* **TRECHO SELECIONADO**

:::

3. Demais — Se se demonstrasse a existência de Deus, só poderia sê-lo pelos seus efeitos. Ora, sendo Deus infinito e estes, finitos, e não havendo proporção entre o finito e o infinito, os efeitos não lhe são proporcionados. E, como a causa se não pode demonstrar pelo efeito, que não lhe é proporcionado, conclui-se que não se pode demonstrar a existência de Deus.


Mas, em contrário, diz a Escritura (Rm 1, 20): As coisas invisíveis de Deus se vêm depois da criação do mundo, consideradas pelas obras que foram feitas. Ora, isto não se daria, se a existência de Deus não se pudesse demonstrar pelas coisas feitas, pois o que primeiro se deve inteligir de um ser é se existe.


SOLUÇÃO. — Há duas espécies de demonstração. Uma, pela causa, pelo porquê das coisas, a qual se apóia simplesmente nas causas primeiras. Outra, pelo efeito, que é chamada a posteriori, embora se baseie no que é primeiro para nós; quando um efeito nos é mais manifesto que a sua causa, por ele chegamos ao conhecimento desta. Ora, podemos demonstrar a existência da causa própria de um efeito, sempre que este nos é mais conhecido que aquela; porque, dependendo os efeitos da causa, a existência deles supõe, necessariamente, a preexistência desta. Por onde, não nos sendo evidente, a existência de Deus é demonstrável pelos efeitos que conhecemos.


DONDE A RESPOSTA À PRIMEIRA OBJEÇÃO. — A existência de Deus e outras noções semelhantes que, pela razão natural, podem ser conhecidas de Deus, não são artigos de fé, como diz a Escritura (Rm 1,19), mas preâmbulos a eles; pois, como a fé pressupõe o conhecimento natural, a graça pressupõe a natureza, e a perfeição, o perfectível. Nada, entretanto, impede ser aquilo, que em si é demonstrável e cognoscível, aceito como crível por alguém que não compreende a demonstração.


RESPOSTA À SEGUNDA. — Quando se demonstra a causa pelo efeito, é necessário empregar este em lugar da definição daquela, cuja existência se vai provar: e isto sobretudo se dá em relação a Deus. Pois, para provar a existência de alguma coisa, é necessário tomar como termo médio o que significa o nome e não o que a coisa é, porque a questão — o que é — segue-se à outra — se é. Ora, os nomes a Deus se impõe pelos efeitos, como depois se mostrará; donde, demonstrando a existência de Deus, pelo efeito, podemos tomar como termo médio a significação do nome de Deus.

:::

* **LINHAS FORNECIDAS**
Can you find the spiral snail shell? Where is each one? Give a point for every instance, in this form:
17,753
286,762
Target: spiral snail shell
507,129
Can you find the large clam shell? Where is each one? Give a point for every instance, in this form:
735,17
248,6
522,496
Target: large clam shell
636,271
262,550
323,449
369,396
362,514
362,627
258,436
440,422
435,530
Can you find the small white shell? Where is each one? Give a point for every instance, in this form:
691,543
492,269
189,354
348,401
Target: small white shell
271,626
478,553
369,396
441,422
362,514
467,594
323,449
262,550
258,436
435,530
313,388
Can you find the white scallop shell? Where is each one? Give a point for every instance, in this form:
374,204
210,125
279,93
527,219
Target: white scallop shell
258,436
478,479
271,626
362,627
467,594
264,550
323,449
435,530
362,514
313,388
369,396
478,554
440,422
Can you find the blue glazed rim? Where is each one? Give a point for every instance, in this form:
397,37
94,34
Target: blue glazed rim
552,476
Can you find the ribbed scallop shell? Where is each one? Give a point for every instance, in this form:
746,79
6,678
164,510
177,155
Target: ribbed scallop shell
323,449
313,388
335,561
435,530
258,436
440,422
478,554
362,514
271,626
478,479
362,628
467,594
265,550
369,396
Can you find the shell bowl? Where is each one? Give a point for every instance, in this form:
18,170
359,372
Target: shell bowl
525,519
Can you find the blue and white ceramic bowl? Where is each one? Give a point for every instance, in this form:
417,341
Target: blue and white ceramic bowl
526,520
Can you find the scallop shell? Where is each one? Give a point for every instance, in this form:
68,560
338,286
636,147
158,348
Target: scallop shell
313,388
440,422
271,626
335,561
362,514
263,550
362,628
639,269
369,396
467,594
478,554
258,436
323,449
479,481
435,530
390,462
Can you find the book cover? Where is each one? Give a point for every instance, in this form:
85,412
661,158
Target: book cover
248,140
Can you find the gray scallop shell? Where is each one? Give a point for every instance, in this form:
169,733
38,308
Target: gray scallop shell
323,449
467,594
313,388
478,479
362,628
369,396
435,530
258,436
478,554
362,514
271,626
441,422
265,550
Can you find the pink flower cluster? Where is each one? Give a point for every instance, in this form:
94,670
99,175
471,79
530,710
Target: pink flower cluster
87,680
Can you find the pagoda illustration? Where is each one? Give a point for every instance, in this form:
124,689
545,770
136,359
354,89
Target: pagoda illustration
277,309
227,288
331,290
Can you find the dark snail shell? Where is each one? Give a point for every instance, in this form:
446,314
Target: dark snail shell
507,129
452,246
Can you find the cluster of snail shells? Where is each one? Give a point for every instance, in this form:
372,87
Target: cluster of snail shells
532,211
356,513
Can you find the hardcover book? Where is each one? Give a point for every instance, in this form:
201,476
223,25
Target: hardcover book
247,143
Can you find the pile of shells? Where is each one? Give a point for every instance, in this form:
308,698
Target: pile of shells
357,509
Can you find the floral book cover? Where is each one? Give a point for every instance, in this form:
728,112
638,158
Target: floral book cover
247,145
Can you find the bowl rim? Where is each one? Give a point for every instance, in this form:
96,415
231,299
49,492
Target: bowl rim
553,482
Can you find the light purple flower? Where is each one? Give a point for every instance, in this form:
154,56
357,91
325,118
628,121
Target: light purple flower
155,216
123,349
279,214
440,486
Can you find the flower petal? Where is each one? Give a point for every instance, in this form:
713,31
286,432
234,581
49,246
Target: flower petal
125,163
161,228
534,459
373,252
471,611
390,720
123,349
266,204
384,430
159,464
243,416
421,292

:::

* **TAREFAS A REALIZAR**
1. Com base no trecho sobre a existência de Deus, responda:
(a) Segundo a parte intitulada "SOLUÇÃO", quantas espécies de demonstração existem?
(b) Como é chamada a demonstração feita pelo efeito?
(c) Na resposta à primeira objeção, se a existência de Deus não é artigo de fé, o que ela é em relação aos artigos de fé?
2. Enumere todas as relações de pressuposição que a resposta à primeira objeção apresenta no trecho sobre a existência de Deus, indicando em cada uma o que pressupõe o quê.
3. Redija a continuação do trecho sobre a existência de Deus a partir da última frase apresentada.

* **RESULTADOS FINAIS**
1.
(a) Duas.
(b) A posteriori.
(c) Um preâmbulo aos artigos de fé.

2.
- A fé pressupõe o conhecimento natural.
- A graça pressupõe a natureza.
- A perfeição pressupõe o perfectível.

3.
RESPOSTA À TERCEIRA. — Efeitos não proporcionados à causa não levam a um conhecimento perfeito dela; todavia, por qualquer efeito nos pode ser, manifestamente, demonstrada a existência da causa, como se disse. E assim, pelos seus efeitos, pode ser demonstrada a existência de Deus, embora por eles não possamos perfeitamente conhecê-lo na sua essência.


Art. 3 — Se Deus Existe.

(I Sent., dist. 3, div. Prim. Part. Textus; Cont. Gent. I, 13, 15, 16, 44; II, 15; III, 44; De Verit., q. 5, a. 2; De Pot., q. 3, a. 5; Compend. Theol., c. 3; VII Physic., lect. 2; VIII, lect. 9 sqq; XII Metaph., lect. 5 sqq.)


O terceiro discute-se assim — Parece que Deus não existe.


1. Pois, um dos contrários, sendo infinito, destrói o outro totalmente. E como, pelo nome de Deus, se intelige um bem infinito, se existisse Deus, o mal não existiria. O mal, porém, existe no mundo. Logo, Deus não existe.


2. Demais — O que se pode fazer com menos não se deve fazer com mais. Ora, tudo o que no mundo aparece pode ser feito por outros princípios, suposto que Deus não exista; pois, o natural se reduz ao princípio, que é a natureza; e o proposital, à razão humana ou à vontade. Logo, nenhuma necessidade há de se supor a existência de Deus.


Mas, em contrário, diz a Escritura (Ex 3, 14), da pessoa de Deus: Eu sou quem sou.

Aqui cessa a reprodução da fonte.